## Given text
+--

1. Why is reform necessary? For the past decades, the judicial system has involved itself in non-legal issues, contrary to its mandate. The courts regularly make decisions regarding political disputes and policy issues that are the subject of public debate. This is a serious attack on the foundations of democracy. The judicial system has the final word, with no possibility for the citizens to influence it.

For thirty years, the Supreme Court has decided that it may rule on any matter, even those that were previously outside its scope. This revolution was unilateral, without public discussion and without legislation to authorize it. Contrary to acceptable norms in the democratic world, in Israel today any public and private issue can reach the Court and it can intervene for any reason it sees fit. When the Court wants to, it interprets the law flexibly and or strikes down Knesset laws. Recently, the Supreme Court has begun to toy with the idea of striking down Basic Laws, the Court’s very justification for striking down regular legislation. The Court also unilaterally made the Attorney General superior to the government, with no basis in law. This is a serious violation of the separation of powers, and a violation of the democratic ideal of popular sovereignty.

2. Forget democratic theories and ideas. Does the conduct of the Supreme Court actually harm the governing of the State?

Definitely. The Court can interfere in any matter for any reason and does so wherever it sees fit. The Court overturned decisions of the Knesset and the government in many key policy areas in recent years.

+--

## Directive 1
According to the passage on judicial reform, why is the courts' ruling on political disputes and policy issues a serious attack on the foundations of democracy?

+--

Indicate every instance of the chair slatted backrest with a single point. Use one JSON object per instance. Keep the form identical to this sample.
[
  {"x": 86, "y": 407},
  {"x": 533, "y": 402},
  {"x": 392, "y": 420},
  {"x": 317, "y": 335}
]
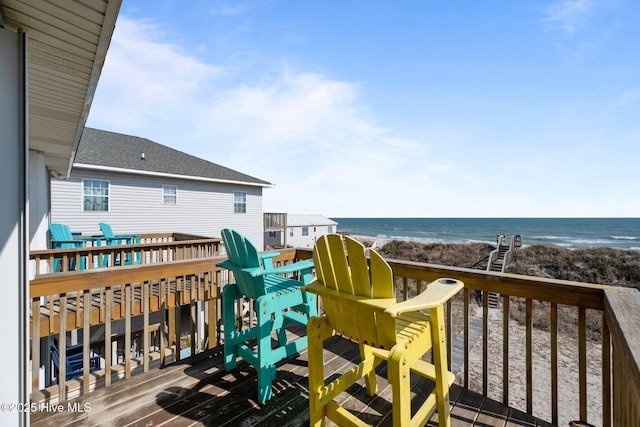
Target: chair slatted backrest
[
  {"x": 60, "y": 232},
  {"x": 107, "y": 231},
  {"x": 244, "y": 257},
  {"x": 365, "y": 290},
  {"x": 62, "y": 237}
]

+--

## Directive 2
Pull out every line of the rows that contains the word "chair".

## Answer 1
The judicial system has the final word on these matters, and citizens have no way to influence it.

## Answer 2
Indicate every instance of the chair slatted backrest with a single point. Use one JSON object per instance. Keep the form identical to this sample.
Target: chair slatted backrest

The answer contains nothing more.